--- TEXTO DEL EJERCICIO ---

───

No hay nada que curar


La plaza de Santa Ana desde la habitación del hotel

Lunes.

No hemos dormido. Hemos pasado la madrugada viendo los Oscars en el Room Mate Alicia. A veces la poca premeditación funciona y este ha sido el caso, porque, al hacerlo a última hora, conseguimos una habitación estupenda, con vistas a la plaza de Santa Ana, por un precio bastante asequible.

Cuando la gala termina a las seis, perturbados por la victoria inesperada de Ang Lee, que nos ha arrebatado la porra de más de 700€ en la que participábamos, nos ponemos el despertador a las diez y tratamos de conciliar el sueño, pero ya clarea el día y, con todo lo que tengo en la cabeza, no consigo descansar. Mi última semana empieza pocas horas después, en la cafetería del hotel donde desayuno café, zumo, pavo, queso blanco, tortilla de patata con cebolla y un par de panecillos integrales, mientras Borja me observa un tanto sorprendido ante mi hambre voraz.

Cuando estoy nerviosa como más.

No dejo de pensar si habré tomado la decisión correcta, pero sé que

a) ha llegado el momento de terminar la novela y

b) tengo que irme de Madrid.

Con las gafas de sol, como dos personajes un tanto inadaptados de "The Walking Dead", recorremos la calle Huertas en medio de un ajetreo de día laborable en el que no terminamos de encajar.

Y eso me gusta.

Hace frío, un sol blando, carente de fuerza ilumina los árboles y la placita de Matute, donde los lunes los bares cierran y no se montan las terrazas. Durante un segundo, tengo la sensación de estar visitando un piso vacío... esa clase de ausencia en el estómago que se siente al ver desierto el lugar que habitamos y en el que una vez fuimos felices.

───

--- REGISTROS DE DATOS ---

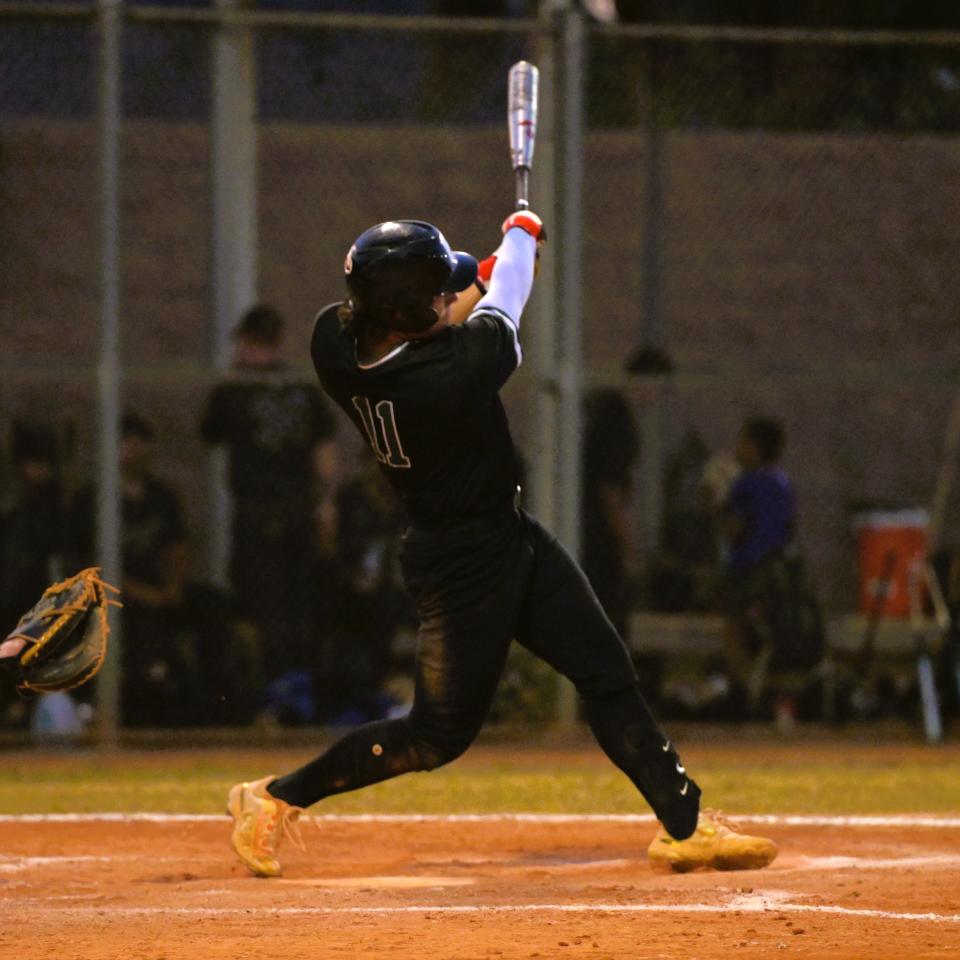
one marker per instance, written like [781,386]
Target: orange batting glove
[526,220]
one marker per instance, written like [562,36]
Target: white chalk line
[788,820]
[741,905]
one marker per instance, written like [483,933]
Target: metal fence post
[560,338]
[234,240]
[109,517]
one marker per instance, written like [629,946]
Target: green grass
[745,778]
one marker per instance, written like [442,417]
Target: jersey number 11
[380,425]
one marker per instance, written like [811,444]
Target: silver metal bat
[523,81]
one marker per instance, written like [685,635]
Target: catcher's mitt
[61,641]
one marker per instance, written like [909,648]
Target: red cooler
[891,543]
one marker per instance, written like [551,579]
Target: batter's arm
[466,301]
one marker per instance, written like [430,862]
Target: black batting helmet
[395,269]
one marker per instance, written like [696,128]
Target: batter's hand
[529,221]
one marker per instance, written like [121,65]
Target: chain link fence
[767,228]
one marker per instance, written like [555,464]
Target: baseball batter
[416,357]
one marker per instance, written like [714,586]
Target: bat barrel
[522,85]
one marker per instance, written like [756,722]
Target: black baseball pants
[478,586]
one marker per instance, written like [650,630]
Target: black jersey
[430,412]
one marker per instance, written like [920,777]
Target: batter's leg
[563,623]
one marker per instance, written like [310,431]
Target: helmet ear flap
[414,319]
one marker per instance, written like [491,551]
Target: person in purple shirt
[773,625]
[760,511]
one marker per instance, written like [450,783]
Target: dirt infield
[453,888]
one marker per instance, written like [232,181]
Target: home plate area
[473,887]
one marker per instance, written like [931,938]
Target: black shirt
[430,412]
[270,428]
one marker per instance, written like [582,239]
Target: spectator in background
[610,450]
[31,536]
[682,573]
[279,437]
[773,625]
[159,686]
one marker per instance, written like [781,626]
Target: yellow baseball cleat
[716,844]
[260,822]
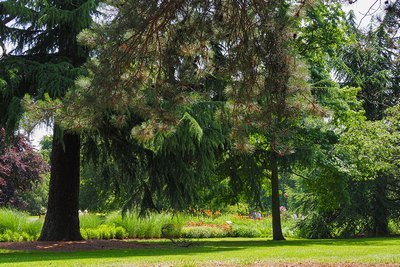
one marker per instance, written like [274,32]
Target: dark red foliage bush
[20,168]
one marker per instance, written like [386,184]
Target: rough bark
[381,213]
[62,218]
[276,215]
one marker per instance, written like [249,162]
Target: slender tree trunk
[380,210]
[276,215]
[62,218]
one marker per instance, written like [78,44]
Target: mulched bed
[74,245]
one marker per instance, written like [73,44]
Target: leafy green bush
[12,220]
[120,233]
[16,226]
[90,221]
[245,231]
[203,232]
[171,231]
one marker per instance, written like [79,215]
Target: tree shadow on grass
[161,249]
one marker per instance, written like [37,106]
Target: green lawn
[229,251]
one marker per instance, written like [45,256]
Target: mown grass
[238,251]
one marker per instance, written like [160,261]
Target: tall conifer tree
[47,59]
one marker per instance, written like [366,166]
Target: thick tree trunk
[381,213]
[276,215]
[62,218]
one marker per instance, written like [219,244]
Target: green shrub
[171,231]
[90,233]
[12,220]
[90,221]
[120,233]
[106,231]
[203,232]
[245,231]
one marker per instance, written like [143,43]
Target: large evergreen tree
[155,58]
[46,58]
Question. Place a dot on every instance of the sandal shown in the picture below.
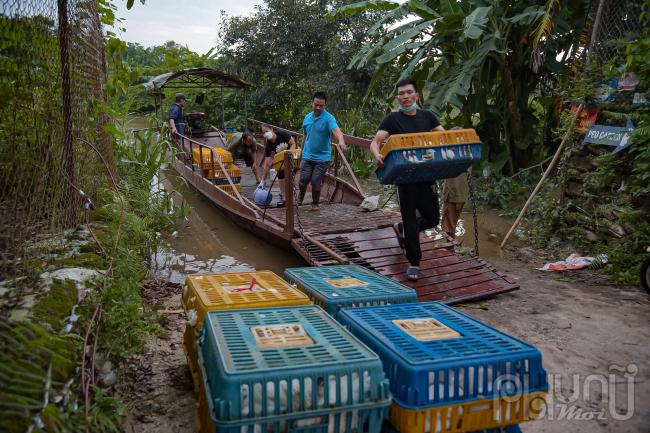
(399, 233)
(412, 273)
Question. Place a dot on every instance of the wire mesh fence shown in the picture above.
(52, 143)
(616, 22)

───

--- INSTRUCCIONES DE LA TAREA ---
Escribe la continuación del relato sobre la última semana en Madrid, empezando justo después de su última frase.

--- RESPUESTA A CONTINUACIÓN ---
Llegamos hasta el Museo del Prado y prolongamos el paseo hasta la cuesta de Moyano. Las casetas son azules y algunos de los puestos ni siquiera están montados todavía. Borja se entretiene en los que ya tienen la mercancía expuesta mucho más que yo. Nos separamos un poco, cada uno marca un ritmo distinto en la búsqueda de libros insólitos. En una mesa encuentro bibliografía de Blasco Ibáñez, pero no está “La araña negra”; en otra, un título que ya he olvidado del autor de “Una princesa en Berlín”. No sé por qué, pero en mi ignorancia lo asociaba a una sola novela.

Y no hay ninguna música.

Para esta historia no hay ninguna canción; tampoco una película. Es imposible imaginársela más allá de ella misma, como un tesoro encerrado en una caja muy pequeña, que no se puede abrir.

Borja no lo nota, aunque se lo contaré después, cuando ya en su casa me interrogue con la confianza del buen amigo, pero de repente me parece inmensa la ciudad. Hay algo en ella de desafío.

Es como si me estuviera diciendo: “si no eres tú, otros me admirarán”.

El viernes en la radio me preguntaron si utilizaba la literatura como terapia y contesté mal. Dije que no, pero no fui capaz de explicarme. Ahora ya sé lo que respondería. Volvería a negarlo porque, a pesar de este sol débil del invierno y de esta melancolía llevadera, que se filtra infalible entre las sábanas, no hay nada que curar.

Forma parte de este juego confiar en la poca importancia de las cosas; en el efecto sedante de las horas perdidas, que cazarán el dolor sin ninguna piedad y jugarán con él hasta agotarlo.